L’indagine sul paesaggio, studiata nell’antico archivio, rivela un fascino composto da mille dettagli sorprendenti. Bisognerà credere a una qualsiasi traccia sul tema in esame, di cui poco si conosce, con il rischio di non uscirne più. Più si prosegue nelle verifi- che più le certezze sfumano.
La ricerca diventa una disciplina senza un’ombra di filantropia, distaccata dalla natura spontanea. Per mezzo dell’archivio volevo dimostrare che il senso di accoglienza, di fascino e di sorpresa che è la ragione dell’esistenza del giardino, fosse opera della sensibilità femminile. Ma le carte con note di spesa non dicono chi fa e spende e cosa sia giardino. Il giardino, nel sud Italia, è il terreno coltivato minuziosamente, con piante utili, delimitato, protetto e vicino alla fattoria. Le vaste estensioni, lontane, solitarie con terreni a monocultura intensiva, appartengono all’agricoltura del latifondo. L’uno e l’altro sono paesaggi.
============================================================
> [QUESITO] Come viene definito il giardino nel sud Italia secondo il brano di lettura?
============================================================
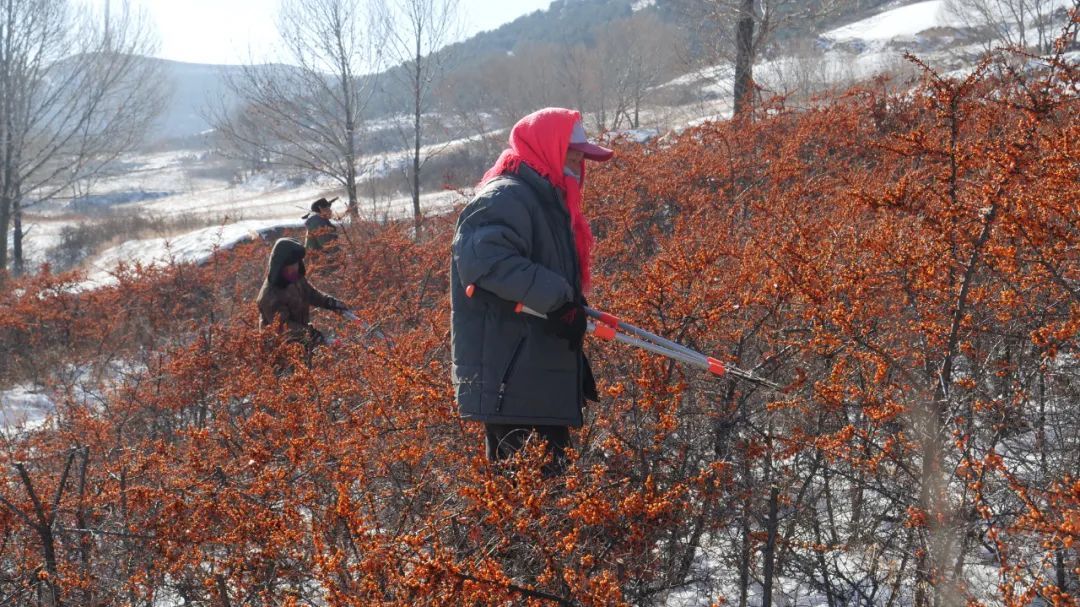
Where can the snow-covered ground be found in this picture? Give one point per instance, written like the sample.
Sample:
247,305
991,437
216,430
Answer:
935,30
24,407
176,185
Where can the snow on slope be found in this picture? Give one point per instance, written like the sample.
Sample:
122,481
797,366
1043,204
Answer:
23,407
904,23
192,247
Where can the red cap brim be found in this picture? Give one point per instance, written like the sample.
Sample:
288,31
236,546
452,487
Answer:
593,151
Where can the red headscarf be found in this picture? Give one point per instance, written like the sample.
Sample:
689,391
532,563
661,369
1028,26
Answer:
540,139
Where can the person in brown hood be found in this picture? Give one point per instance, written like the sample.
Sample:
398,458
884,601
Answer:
286,296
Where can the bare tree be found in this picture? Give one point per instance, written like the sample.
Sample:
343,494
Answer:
421,28
633,55
1013,23
76,93
307,111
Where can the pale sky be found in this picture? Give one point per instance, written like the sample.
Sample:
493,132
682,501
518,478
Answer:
230,31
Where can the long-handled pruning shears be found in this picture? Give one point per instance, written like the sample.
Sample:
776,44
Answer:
610,327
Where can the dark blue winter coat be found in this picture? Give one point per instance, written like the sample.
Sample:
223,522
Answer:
513,241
============================================================
> [SOLUZIONE] È il terreno coltivato minuziosamente, con piante utili, delimitato, protetto e vicino alla fattoria.